Set problem: Using the entries below, transcribe exactly the line containing "motor housing gets" and each line that follows it to the end.

# Records start

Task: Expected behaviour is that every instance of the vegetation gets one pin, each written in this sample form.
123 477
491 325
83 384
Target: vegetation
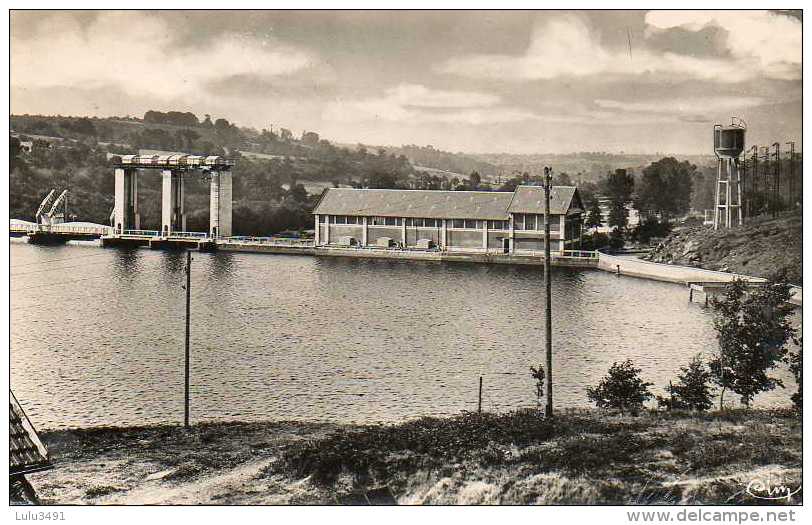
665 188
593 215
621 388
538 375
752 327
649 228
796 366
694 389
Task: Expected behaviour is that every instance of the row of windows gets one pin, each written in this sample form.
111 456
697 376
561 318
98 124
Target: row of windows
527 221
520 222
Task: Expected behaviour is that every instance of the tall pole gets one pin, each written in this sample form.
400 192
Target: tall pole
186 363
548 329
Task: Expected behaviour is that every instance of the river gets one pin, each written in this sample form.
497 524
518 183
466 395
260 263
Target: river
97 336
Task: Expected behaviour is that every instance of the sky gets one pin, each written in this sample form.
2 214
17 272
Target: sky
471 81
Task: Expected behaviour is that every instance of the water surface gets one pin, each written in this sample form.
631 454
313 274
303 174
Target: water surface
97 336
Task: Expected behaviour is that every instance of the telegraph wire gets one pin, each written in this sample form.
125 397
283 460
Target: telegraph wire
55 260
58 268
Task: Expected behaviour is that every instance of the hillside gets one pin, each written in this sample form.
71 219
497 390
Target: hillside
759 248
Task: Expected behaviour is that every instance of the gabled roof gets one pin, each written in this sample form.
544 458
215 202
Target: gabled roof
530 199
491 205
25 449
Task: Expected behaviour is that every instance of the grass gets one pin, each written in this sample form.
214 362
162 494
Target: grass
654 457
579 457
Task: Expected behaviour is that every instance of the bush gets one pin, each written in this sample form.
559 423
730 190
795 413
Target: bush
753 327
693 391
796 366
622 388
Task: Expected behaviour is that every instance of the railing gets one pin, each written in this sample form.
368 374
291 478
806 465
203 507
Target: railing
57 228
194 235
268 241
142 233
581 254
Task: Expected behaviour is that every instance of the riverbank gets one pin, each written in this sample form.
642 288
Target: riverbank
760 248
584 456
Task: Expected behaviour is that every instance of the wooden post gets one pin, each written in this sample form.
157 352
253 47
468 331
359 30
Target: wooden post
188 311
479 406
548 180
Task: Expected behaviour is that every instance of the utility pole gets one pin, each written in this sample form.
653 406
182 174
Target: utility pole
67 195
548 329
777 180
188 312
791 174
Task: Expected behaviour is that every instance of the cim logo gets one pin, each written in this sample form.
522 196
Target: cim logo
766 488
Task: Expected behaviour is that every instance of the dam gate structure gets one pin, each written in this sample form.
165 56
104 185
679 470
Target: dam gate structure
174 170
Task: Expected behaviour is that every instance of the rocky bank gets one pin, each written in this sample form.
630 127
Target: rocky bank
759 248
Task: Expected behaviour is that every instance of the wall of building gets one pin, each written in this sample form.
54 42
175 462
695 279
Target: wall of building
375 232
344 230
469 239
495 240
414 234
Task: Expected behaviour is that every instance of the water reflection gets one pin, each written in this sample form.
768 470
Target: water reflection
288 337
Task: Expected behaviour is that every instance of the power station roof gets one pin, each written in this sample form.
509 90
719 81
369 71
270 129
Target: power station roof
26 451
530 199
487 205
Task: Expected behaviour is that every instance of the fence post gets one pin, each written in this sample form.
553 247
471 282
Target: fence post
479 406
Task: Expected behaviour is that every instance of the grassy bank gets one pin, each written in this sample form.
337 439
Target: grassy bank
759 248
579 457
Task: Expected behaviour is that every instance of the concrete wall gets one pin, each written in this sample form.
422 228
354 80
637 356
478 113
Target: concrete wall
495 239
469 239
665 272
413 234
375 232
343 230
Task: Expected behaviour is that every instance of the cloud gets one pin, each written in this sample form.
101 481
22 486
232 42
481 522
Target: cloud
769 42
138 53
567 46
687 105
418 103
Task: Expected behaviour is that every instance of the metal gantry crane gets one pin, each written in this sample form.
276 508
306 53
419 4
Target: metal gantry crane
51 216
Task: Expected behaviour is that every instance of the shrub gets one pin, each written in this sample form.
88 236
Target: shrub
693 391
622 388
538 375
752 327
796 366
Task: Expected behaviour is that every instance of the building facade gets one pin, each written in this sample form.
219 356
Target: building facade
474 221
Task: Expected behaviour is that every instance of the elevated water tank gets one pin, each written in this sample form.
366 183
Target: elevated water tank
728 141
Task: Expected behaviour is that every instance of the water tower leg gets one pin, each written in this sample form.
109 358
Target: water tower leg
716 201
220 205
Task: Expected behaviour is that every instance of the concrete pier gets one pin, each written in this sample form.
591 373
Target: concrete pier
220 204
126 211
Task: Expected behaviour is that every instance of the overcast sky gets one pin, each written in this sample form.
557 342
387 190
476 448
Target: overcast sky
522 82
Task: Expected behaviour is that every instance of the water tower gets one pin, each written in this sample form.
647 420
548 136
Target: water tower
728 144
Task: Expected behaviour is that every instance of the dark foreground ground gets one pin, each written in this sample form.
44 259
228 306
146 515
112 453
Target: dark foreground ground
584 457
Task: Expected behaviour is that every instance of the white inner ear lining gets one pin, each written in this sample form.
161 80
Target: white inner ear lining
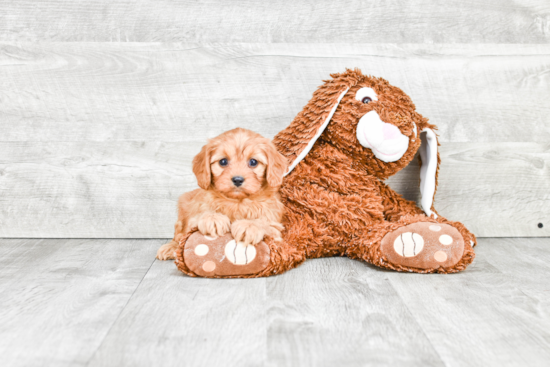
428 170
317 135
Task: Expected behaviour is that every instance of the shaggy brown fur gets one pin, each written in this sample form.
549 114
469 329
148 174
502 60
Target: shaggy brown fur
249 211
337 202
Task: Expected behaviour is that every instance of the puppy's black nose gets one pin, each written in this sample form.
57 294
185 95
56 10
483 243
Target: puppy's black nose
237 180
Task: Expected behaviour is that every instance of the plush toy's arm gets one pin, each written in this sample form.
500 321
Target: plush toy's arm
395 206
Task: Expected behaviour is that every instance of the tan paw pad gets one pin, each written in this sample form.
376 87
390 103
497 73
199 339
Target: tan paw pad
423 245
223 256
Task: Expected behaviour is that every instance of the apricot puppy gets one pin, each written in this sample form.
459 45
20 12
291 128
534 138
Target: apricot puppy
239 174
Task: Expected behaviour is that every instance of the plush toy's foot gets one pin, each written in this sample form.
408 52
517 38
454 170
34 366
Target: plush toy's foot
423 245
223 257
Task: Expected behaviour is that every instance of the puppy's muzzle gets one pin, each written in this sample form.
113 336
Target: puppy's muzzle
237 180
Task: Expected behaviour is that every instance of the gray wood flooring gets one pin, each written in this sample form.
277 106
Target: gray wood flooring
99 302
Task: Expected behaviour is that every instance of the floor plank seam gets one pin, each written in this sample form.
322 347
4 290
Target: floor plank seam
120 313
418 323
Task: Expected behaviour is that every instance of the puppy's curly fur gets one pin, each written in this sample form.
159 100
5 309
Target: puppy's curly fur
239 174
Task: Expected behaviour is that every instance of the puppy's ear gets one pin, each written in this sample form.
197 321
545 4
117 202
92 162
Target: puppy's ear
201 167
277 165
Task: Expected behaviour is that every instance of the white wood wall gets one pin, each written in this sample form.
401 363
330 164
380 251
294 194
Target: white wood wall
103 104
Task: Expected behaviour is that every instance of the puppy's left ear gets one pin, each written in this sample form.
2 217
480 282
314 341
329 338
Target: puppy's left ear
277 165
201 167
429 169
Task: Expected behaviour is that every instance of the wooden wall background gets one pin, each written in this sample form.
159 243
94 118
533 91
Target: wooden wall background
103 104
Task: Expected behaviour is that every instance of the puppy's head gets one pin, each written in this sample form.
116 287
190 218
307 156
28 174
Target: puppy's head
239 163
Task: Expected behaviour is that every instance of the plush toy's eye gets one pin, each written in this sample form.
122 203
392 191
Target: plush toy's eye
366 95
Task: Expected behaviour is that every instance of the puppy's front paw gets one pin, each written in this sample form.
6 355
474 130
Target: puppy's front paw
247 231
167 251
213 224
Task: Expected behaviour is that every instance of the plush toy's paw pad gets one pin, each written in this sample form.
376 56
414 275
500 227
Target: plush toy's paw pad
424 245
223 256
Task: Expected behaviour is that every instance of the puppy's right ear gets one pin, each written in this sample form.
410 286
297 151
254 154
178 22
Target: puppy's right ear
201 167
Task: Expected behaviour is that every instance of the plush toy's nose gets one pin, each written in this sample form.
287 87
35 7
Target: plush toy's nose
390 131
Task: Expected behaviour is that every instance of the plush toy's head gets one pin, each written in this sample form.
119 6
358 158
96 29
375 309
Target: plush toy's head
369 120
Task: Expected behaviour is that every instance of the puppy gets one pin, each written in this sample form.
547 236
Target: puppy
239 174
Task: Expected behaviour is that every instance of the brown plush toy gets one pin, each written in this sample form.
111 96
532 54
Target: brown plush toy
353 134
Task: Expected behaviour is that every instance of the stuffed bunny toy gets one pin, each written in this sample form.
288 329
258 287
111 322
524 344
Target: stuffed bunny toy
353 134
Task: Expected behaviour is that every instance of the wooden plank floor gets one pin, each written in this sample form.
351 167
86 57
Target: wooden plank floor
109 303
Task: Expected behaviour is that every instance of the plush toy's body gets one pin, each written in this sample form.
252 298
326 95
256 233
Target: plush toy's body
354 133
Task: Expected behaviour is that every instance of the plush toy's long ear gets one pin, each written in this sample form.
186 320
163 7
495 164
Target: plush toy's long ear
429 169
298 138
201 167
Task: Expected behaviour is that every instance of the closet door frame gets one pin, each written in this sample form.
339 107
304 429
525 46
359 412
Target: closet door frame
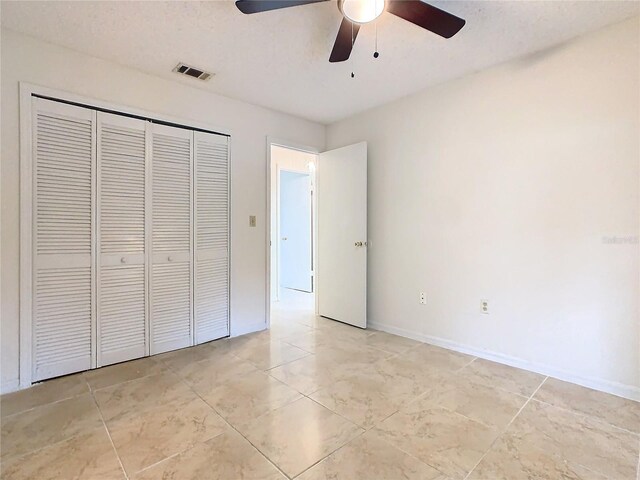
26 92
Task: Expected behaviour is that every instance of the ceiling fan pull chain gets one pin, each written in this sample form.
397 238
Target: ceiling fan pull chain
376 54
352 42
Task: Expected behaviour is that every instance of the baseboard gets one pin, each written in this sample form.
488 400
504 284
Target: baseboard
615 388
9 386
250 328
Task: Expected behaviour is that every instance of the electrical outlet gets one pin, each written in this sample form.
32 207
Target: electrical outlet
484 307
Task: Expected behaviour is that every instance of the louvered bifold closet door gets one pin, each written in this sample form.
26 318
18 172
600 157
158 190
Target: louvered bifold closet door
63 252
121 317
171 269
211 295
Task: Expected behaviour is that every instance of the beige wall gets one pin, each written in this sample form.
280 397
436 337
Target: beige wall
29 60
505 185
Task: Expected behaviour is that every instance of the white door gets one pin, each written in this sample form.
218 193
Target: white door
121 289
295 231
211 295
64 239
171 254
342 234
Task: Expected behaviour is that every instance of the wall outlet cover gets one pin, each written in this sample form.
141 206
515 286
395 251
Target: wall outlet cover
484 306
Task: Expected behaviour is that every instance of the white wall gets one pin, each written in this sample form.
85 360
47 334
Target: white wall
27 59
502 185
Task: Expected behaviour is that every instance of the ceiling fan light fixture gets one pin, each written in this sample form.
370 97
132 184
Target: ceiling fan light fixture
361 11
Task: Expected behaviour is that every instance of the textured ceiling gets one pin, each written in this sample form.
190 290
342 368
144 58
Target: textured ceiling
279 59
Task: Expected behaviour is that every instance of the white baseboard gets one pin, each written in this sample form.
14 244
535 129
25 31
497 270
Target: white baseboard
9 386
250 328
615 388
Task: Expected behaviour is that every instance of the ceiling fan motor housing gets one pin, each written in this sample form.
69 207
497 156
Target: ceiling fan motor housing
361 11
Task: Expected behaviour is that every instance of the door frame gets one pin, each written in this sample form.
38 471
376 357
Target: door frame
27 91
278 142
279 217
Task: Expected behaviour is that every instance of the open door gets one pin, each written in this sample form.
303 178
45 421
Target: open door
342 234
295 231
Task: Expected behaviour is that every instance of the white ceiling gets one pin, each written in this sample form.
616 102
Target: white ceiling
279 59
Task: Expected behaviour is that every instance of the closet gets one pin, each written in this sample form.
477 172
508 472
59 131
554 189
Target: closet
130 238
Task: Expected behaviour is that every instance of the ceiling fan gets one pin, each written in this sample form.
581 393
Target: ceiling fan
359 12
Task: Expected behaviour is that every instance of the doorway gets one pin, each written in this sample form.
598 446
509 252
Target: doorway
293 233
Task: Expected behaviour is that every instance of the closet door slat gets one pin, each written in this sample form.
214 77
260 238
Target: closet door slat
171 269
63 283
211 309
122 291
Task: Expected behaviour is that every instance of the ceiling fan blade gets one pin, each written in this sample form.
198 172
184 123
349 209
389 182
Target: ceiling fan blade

# Records end

Task solution:
Task: Expected behaviour is that every instance of the ceiling fan motor housing gets one pin, each written in this sample form.
69 207
497 156
Target: ceiling fan motor housing
361 11
Task: Expected behaviour is that every instance of the door frame gets one pin, each written in this sample form.
38 471
376 357
Target: door frame
27 91
278 142
279 217
Task: Expected behaviour is that every instance of the open door gets one pin, each written in this sample form.
303 178
45 421
Target: open door
342 234
295 231
Task: Expected behaviour is that every instance of the white ceiling gets one pin, each written in this sample form.
616 102
Target: white ceiling
279 59
Task: Expected behaviour is that every instance of the closet gets one pin, each written in this sample form.
477 172
508 472
59 131
554 189
Target: closet
130 238
Task: Expected behaviour is that every instance of the ceiling fan gets one pin, each written in this sample form.
581 393
Target: ceiling fan
359 12
Task: Expected behaviour is that every instance of the doorway gets one pin, each written in this sample form.
598 446
509 252
Target: doorway
293 233
Task: Expected behaviour is that every instance of the closet door slat gets one pin, each written in this sample form.
214 77
260 238
Target: closet door slat
171 269
63 283
211 309
122 291
Task: Expected behaviour is that every instance of the ceiling fan blade gets one pin, each written in this sample form.
198 172
184 123
349 209
389 182
Target: ceiling fan blade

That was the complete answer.